• WHAT THE EXERCISE ASKS: Reprint all of the data below exactly as shown and skip every image.

DATA TO USE Block Start

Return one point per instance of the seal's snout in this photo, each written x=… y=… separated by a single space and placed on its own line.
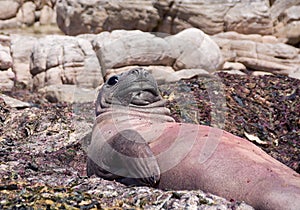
x=140 y=73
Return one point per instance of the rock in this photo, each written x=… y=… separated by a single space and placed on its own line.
x=94 y=16
x=160 y=73
x=8 y=9
x=26 y=14
x=195 y=49
x=280 y=6
x=289 y=26
x=64 y=60
x=190 y=48
x=5 y=58
x=258 y=55
x=14 y=103
x=261 y=73
x=21 y=47
x=186 y=74
x=7 y=79
x=47 y=16
x=68 y=93
x=9 y=23
x=122 y=48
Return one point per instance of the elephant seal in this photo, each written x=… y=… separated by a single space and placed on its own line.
x=136 y=142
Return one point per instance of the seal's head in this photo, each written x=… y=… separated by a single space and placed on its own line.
x=135 y=88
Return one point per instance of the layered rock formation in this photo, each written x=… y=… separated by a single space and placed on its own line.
x=15 y=13
x=246 y=16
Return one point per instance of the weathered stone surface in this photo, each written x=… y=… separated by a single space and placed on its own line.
x=21 y=47
x=195 y=49
x=68 y=93
x=26 y=13
x=258 y=55
x=190 y=48
x=122 y=48
x=8 y=9
x=289 y=27
x=249 y=18
x=5 y=58
x=47 y=16
x=185 y=74
x=64 y=60
x=160 y=73
x=215 y=16
x=94 y=16
x=7 y=79
x=9 y=23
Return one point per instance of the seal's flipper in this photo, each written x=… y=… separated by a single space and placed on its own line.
x=127 y=158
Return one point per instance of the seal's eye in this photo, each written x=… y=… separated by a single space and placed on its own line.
x=113 y=80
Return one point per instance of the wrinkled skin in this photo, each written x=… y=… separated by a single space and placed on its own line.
x=136 y=142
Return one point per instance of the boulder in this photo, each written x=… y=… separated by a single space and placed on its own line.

DATA TO USE Block End

• OUTPUT FOR THIS EXERCISE:
Return one point per instance of the seal's snout in this photo, each written x=… y=… separated by a single space and placed on its own line.
x=140 y=73
Return one point per instance of the rock in this photo, each written x=… y=… separated by a single space and placed on its own line.
x=94 y=16
x=160 y=73
x=8 y=9
x=26 y=14
x=195 y=49
x=280 y=6
x=289 y=26
x=64 y=60
x=190 y=48
x=5 y=58
x=258 y=55
x=14 y=103
x=261 y=73
x=21 y=47
x=186 y=74
x=7 y=79
x=47 y=16
x=68 y=93
x=9 y=23
x=122 y=48
Return one point per instance of the elephant seal in this photo, each written x=… y=… separated by a single space and placed on its own line.
x=136 y=142
Return one point per instance of the seal's head in this photo, each written x=… y=… separated by a single space and placed on its own line.
x=135 y=88
Return one point per instance of the layered rock formation in this photo, each written x=… y=… separated by a single space and placed on its own line.
x=15 y=13
x=246 y=16
Return one point per instance of the weathered stone surface in this photo, each written x=… y=… separated by a single space and placed on its own line.
x=21 y=47
x=195 y=49
x=68 y=93
x=26 y=13
x=258 y=55
x=190 y=48
x=122 y=48
x=8 y=9
x=289 y=27
x=249 y=18
x=5 y=58
x=47 y=16
x=185 y=74
x=64 y=60
x=160 y=73
x=215 y=16
x=94 y=16
x=7 y=79
x=9 y=23
Return one point per instance of the seal's flipper in this photo, each written x=… y=… separated by a single space and placed on its own line.
x=127 y=158
Return one point per instance of the seal's eye in this photo, each written x=… y=… separated by a single space and placed on its own line.
x=113 y=80
Return one point per instance of the wrinkled skin in this photo, each written x=… y=… separated by a single space and placed on its own line.
x=136 y=142
Return one point per instance of the boulder in this photo, each written x=… y=… separated by a single space and placed on its own line.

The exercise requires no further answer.